**Instructions:**
A – In the pull request thread below, by how much does merging #179 into master raise coverage?
B – From the pull request thread below, reproduce the passage starting with "One step in" and going on through "coverage is 5.06%.".

**Selected excerpt:**
--------

One step in fixing the "Merge web watcher events into window events in the query? (to allow for classifying by url/domain)" https://github.com/ActivityWatch/aw-webui/issues/151. We already have it in the same query, but the data is not merged. Hopefully this will be a good transform to merge window and browser data in that manner.

Oct 18 '20 12:10 johan-bjareholt

Codecov Report

Merging #179 (77eef3d) into master (7d55fca) will increase coverage by 13.67%. The diff coverage is 5.06%.

@@             Coverage Diff             @@
##           master     #179       +/-   ##
===========================================
+ Coverage   46.30%   59.97%   +13.67%     
===========================================
  Files          51       44        -7     
  Lines        6148     4765     -1383     
  Branches     1454        0     -1454     
===========================================
+ Hits         2847     2858       +11     
+ Misses       2442     1907      -535     
+ Partials      859        0      -859

Impacted Files	Coverage Δ
aw-transform/src/union.rs	`0.00% <0.00%> (ø)`
aw-query/src/functions.rs	`82.92% <28.57%> (+16.05%)`	:arrow_up:
aw-server/src/dirs.rs	`0.00% <0.00%> (-73.69%)`	:arrow_down:
aw-server/src/logging.rs	`0.00% <0.00%> (-62.50%)`	:arrow_down:
aw-transform/src/split_url.rs	`12.50% <0.00%> (-54.17%)`	:arrow_down:
aw-query/src/ast.rs	`0.00% <0.00%> (-37.26%)`	:arrow_down:
aw-models/src/key_value.rs	`15.38% <0.00%> (-34.62%)`	:arrow_down:
aw-transform/src/flood.rs	`66.66% <0.00%> (-16.56%)`	:arrow_down:
aw-transform/src/filter_keyvals.rs	`77.27% <0.00%> (-6.37%)`	:arrow_down:
aw-transform/src/find_bucket.rs	`80.00% <0.00%> (-4.22%)`	:arrow_down:
... and 45 more

Continue to review full report at Codecov.

Legend - Click here to learn more Δ = absolute <relative> (impact), ø = not affected, ? = missing data Powered by Codecov. Last update 7d55fca...77eef3d. Read the comment docs.

Oct 18 '20 12:10 codecov[bot]

However, as we discussed AFK, I'm not convinced this is the best approach to merging the web events compared to simply replacing all browser-window events when an active browser event exists, but that has its own issues (like having to inject the browser appname, slightly changing the title by removing the appended - Mozilla Firefox, and maybe more).

So like the opposite of filter_period_intersect and then concatenating window and browser events?

--------

**Data block:**
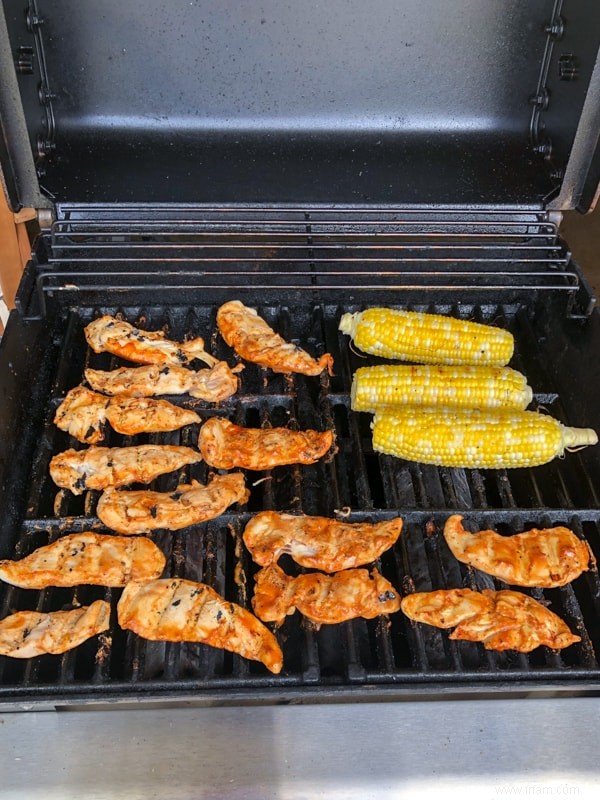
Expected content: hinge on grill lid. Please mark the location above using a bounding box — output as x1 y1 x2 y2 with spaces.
26 0 57 178
529 0 566 184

--------

**Results:**
A – By 13.67%.

B –
One step in fixing the "Merge web watcher events into window events in the query? (to allow for classifying by url/domain)" https://github.com/ActivityWatch/aw-webui/issues/151. We already have it in the same query, but the data is not merged. Hopefully this will be a good transform to merge window and browser data in that manner.

Oct 18 '20 12:10 johan-bjareholt

Codecov Report

Merging #179 (77eef3d) into master (7d55fca) will increase coverage by 13.67%. The diff coverage is 5.06%.